#### 選択した抜粋
求初虧近時「置初虧用時、加減初虧近時距分、得初虧近時」
初虧用時を置き、初虧近時距分を加減し、初虧近時を得。
\[ \begin{align}
\text{初虧近時距分} &= \text{初虧復円用時距分} \times {\text{併径}(@\text{初虧用時}) - \text{両心視相距}(@\text{初虧用時}) \over 0 - \text{両心視相距}(@\text{初虧用時})} \\
\text{初虧近時} &= \text{初虧用時} + \text{初虧近時距分}
\end{align} \]
初虧用時時点で、両心視相距が併径となっていれば、ちょうどそのときが真の初虧時刻なのだろうが、おそらくはちょっとずれているだろう。
########
与えられた課題 1: 初虧近時の求め方に関する抜粋のうち、「求初虧近時「置初虧用時、加減初虧近時距分、得初虧近時」」で始まり「はちょっとずれているだろう。」までの部分を、一字一句違えずに書き出してください。
この抜粋と、後に続く行とは、それぞれ別個の資料です。
#### データ内容
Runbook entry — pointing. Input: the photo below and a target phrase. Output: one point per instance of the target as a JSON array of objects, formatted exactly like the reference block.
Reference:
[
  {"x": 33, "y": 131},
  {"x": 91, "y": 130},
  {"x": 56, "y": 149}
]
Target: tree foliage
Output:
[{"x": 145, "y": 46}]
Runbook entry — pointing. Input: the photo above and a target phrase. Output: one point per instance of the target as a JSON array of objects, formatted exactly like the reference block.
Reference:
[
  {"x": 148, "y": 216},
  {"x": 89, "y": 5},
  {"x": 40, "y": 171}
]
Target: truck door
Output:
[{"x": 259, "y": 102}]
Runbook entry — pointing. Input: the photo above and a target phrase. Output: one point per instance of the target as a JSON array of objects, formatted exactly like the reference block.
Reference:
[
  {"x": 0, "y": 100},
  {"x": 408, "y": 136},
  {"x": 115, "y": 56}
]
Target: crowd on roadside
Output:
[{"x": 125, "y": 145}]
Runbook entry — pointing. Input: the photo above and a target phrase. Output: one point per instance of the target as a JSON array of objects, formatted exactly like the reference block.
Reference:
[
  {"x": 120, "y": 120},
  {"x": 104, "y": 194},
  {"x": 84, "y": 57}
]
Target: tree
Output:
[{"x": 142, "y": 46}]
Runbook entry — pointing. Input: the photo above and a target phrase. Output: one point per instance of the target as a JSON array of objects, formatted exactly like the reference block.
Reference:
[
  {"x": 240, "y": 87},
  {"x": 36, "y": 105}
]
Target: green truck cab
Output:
########
与えられた課題 2: 保存済みエントリに含まれる行をすべて、一字一句変えずにそのまま出力してください。

正解 1:
求初虧近時「置初虧用時、加減初虧近時距分、得初虧近時」
初虧用時を置き、初虧近時距分を加減し、初虧近時を得。
\[ \begin{align}
\text{初虧近時距分} &= \text{初虧復円用時距分} \times {\text{併径}(@\text{初虧用時}) - \text{両心視相距}(@\text{初虧用時}) \over 0 - \text{両心視相距}(@\text{初虧用時})} \\
\text{初虧近時} &= \text{初虧用時} + \text{初虧近時距分}
\end{align} \]
初虧用時時点で、両心視相距が併径となっていれば、ちょうどそのときが真の初虧時刻なのだろうが、おそらくはちょっとずれているだろう。

正解 2:
Runbook entry — pointing. Input: the photo below and a target phrase. Output: one point per instance of the target as a JSON array of objects, formatted exactly like the reference block.
Reference:
[
  {"x": 33, "y": 131},
  {"x": 91, "y": 130},
  {"x": 56, "y": 149}
]
Target: tree foliage
Output:
[{"x": 145, "y": 46}]
Runbook entry — pointing. Input: the photo above and a target phrase. Output: one point per instance of the target as a JSON array of objects, formatted exactly like the reference block.
Reference:
[
  {"x": 148, "y": 216},
  {"x": 89, "y": 5},
  {"x": 40, "y": 171}
]
Target: truck door
Output:
[{"x": 259, "y": 102}]
Runbook entry — pointing. Input: the photo above and a target phrase. Output: one point per instance of the target as a JSON array of objects, formatted exactly like the reference block.
Reference:
[
  {"x": 0, "y": 100},
  {"x": 408, "y": 136},
  {"x": 115, "y": 56}
]
Target: crowd on roadside
Output:
[{"x": 125, "y": 145}]
Runbook entry — pointing. Input: the photo above and a target phrase. Output: one point per instance of the target as a JSON array of objects, formatted exactly like the reference block.
Reference:
[
  {"x": 120, "y": 120},
  {"x": 104, "y": 194},
  {"x": 84, "y": 57}
]
Target: tree
Output:
[{"x": 142, "y": 46}]
Runbook entry — pointing. Input: the photo above and a target phrase. Output: one point per instance of the target as a JSON array of objects, formatted exactly like the reference block.
Reference:
[
  {"x": 240, "y": 87},
  {"x": 36, "y": 105}
]
Target: green truck cab
Output:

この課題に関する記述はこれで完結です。